----- 抜粋

2023年5月12日更新
相続した空き家の税の優遇[知っトク制度(32)]
空き家の譲渡所得の特例措置は、相続した空き家を売った時に発生する所得から3000万円を控除できる。2023年度の税制改正で特例の内容が一部緩和されたほか、変更点や対象要件などを説明する。
相続した空き家の税の優遇
売った所得から3千万円の控除
空き家の過半数は相続
国土交通省によると、活用方法が未定の空き家が約349万戸から、2030年までには約470万戸に増加すると見込まれている。さらに、空き家は相続を機に発生するものが過半数を占めており、このようなケースで空き家が増えてしまわないよう設けられたのが「空き家の譲渡取得の3000万円特例措置」だ。
同特例は16年に創設されたもの。親などの被相続人が亡くなり、空き家になってしまった住宅を相続人が売った場合、その譲渡所得(売って出た利益で課税対象になる額)から3000万円を控除できる。23年度の税制改正で内容の一部を拡充、特例の適用期間も27年まで延長された。
図1 特例のイメージ
※図1は「令和5年度 国土交通省税制改正事項」を参照
表1 同特例の相続後からの適用スケジュール
※表1は同省HP「空き家の発生を抑制するための特例措置」を参照
旧耐震の住宅が対象
同特例を受けられるのは、相続した日から満3年が経過した年の12月31日までに相続人が住宅を売った場合。
対象となる住宅の要件には、①1981(昭和56)年以前に建てられた旧耐震の住宅であること、②マンションといった区分所有の建築物ではないこと、③相続する前に被相続人以外が住んでいないことを満たす必要がある。また、③については相続が発生するまで被相続人が老人ホームや医療機関へ入所していた場合も特例の対象となる。ただし、被相続人が老人ホームなどに入所してから売買契約時まで、他者へ貸したり、相続人が住んだりした場合は特例の範囲外になる。
また、売却代金が1億円以下であることなど、ほかにも細かい要件が設けられているため、同特例を利用する際は同省HPのチェックは必須。
買い主の工事でも可
今回の税制改正にあたり、空き家の工事を行うタイミングについて緩和。改正前は売り主が耐震工事を行う、もしくはさら地にしてから売る必要があったが、買い主が空き家を購入してから耐震工事を行う、あるいはさら地にするという場合でも特例を受けることが可能となった=図1。ただし、買い主は譲渡を契約した翌年の2月15日までに工事を完了することが必須。
ほかにも変更点はあり、相続人が3人以上いる場合には控除額の上限が2000万円と減額される。なお、今回の税制改正の内容が適用されるのは、24年1月1日以降に売却された空き家に限る。
POINTS
☆相続した住宅を売る場合、適用要件を満たせば、課税対象の譲渡所得から3千万円を控除。ただし、相続人が3人以上の際には控除額が2千万円となる。
☆対象の空き家は被相続人の住宅。相続後、売却する間に貸したり、住んだりしていないことなどが条件
☆これまで相続人が耐震工事を行うかさら地にして売る必要があったが、23年度の税制改正後、買い主が工事などを行っても特例の適用範囲となった。

----------

課題について:
抜粋によると、相続人が3人以上いる場合、控除額の上限はいくらに減額されますか。 この後に続く行は、抜粋とは関係のない別の資料です。

----- 確認用データ

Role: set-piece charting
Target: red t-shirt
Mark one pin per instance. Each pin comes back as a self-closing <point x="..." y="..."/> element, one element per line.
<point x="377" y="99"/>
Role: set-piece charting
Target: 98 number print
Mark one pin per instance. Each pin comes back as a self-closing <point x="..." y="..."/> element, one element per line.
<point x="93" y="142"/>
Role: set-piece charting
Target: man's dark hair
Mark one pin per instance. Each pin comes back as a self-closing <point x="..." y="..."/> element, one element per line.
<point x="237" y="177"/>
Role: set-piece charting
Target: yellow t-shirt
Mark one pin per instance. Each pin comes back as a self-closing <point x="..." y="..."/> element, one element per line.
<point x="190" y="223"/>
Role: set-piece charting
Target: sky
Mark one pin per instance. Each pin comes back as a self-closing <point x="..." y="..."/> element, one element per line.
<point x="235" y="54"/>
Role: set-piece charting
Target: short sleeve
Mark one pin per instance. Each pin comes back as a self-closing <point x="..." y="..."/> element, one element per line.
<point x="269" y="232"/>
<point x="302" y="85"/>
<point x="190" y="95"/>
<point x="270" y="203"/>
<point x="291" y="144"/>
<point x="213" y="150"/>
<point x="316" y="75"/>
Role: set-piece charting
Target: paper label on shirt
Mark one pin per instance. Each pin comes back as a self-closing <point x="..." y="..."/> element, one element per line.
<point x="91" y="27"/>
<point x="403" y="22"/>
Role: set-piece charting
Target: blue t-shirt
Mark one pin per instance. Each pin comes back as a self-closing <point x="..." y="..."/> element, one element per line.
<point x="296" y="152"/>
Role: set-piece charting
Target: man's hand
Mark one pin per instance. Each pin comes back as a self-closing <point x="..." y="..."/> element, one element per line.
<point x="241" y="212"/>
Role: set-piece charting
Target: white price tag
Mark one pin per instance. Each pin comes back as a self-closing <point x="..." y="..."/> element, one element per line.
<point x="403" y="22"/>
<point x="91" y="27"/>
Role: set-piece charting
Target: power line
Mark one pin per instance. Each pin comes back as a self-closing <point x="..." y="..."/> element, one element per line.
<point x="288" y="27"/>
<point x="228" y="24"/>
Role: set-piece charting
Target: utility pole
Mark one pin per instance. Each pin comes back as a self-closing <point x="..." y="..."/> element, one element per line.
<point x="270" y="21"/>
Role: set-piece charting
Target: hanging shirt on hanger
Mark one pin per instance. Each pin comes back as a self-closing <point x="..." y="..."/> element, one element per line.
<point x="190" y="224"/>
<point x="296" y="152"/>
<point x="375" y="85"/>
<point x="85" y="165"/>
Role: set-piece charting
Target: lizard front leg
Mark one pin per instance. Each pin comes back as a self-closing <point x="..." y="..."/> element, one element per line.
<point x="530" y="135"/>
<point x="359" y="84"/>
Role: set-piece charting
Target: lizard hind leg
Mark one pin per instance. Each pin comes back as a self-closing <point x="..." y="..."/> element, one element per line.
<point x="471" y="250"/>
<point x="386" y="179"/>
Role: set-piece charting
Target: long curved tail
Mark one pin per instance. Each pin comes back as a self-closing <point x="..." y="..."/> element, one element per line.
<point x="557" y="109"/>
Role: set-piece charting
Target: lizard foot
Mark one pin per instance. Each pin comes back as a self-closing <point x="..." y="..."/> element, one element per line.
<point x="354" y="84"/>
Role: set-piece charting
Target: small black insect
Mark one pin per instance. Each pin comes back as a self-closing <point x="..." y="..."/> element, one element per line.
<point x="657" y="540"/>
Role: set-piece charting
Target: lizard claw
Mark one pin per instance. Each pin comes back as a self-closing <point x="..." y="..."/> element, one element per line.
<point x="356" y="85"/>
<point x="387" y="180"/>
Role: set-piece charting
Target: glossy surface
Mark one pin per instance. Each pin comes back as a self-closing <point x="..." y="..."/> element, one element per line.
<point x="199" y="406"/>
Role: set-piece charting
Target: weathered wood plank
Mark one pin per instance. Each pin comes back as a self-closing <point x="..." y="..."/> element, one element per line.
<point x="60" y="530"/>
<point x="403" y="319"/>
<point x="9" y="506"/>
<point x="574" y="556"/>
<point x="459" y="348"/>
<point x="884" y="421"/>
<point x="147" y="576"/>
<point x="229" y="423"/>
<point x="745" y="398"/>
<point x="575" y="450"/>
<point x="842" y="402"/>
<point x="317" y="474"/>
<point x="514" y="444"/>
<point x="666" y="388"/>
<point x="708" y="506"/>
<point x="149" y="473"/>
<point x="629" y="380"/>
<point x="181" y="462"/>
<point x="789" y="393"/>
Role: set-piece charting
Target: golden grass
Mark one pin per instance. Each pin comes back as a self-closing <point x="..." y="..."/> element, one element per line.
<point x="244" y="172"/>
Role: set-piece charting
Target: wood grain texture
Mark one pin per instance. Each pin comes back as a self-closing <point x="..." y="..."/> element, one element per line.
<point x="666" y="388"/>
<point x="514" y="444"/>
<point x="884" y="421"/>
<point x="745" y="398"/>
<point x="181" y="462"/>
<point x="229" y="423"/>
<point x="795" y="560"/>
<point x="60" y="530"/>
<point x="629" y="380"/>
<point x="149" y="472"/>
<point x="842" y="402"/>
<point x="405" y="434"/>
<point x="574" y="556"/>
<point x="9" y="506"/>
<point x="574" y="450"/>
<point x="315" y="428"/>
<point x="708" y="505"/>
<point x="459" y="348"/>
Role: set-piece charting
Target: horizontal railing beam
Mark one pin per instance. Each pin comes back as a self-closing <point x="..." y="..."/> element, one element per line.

----------

課題の出力:
2000万円に減額されます。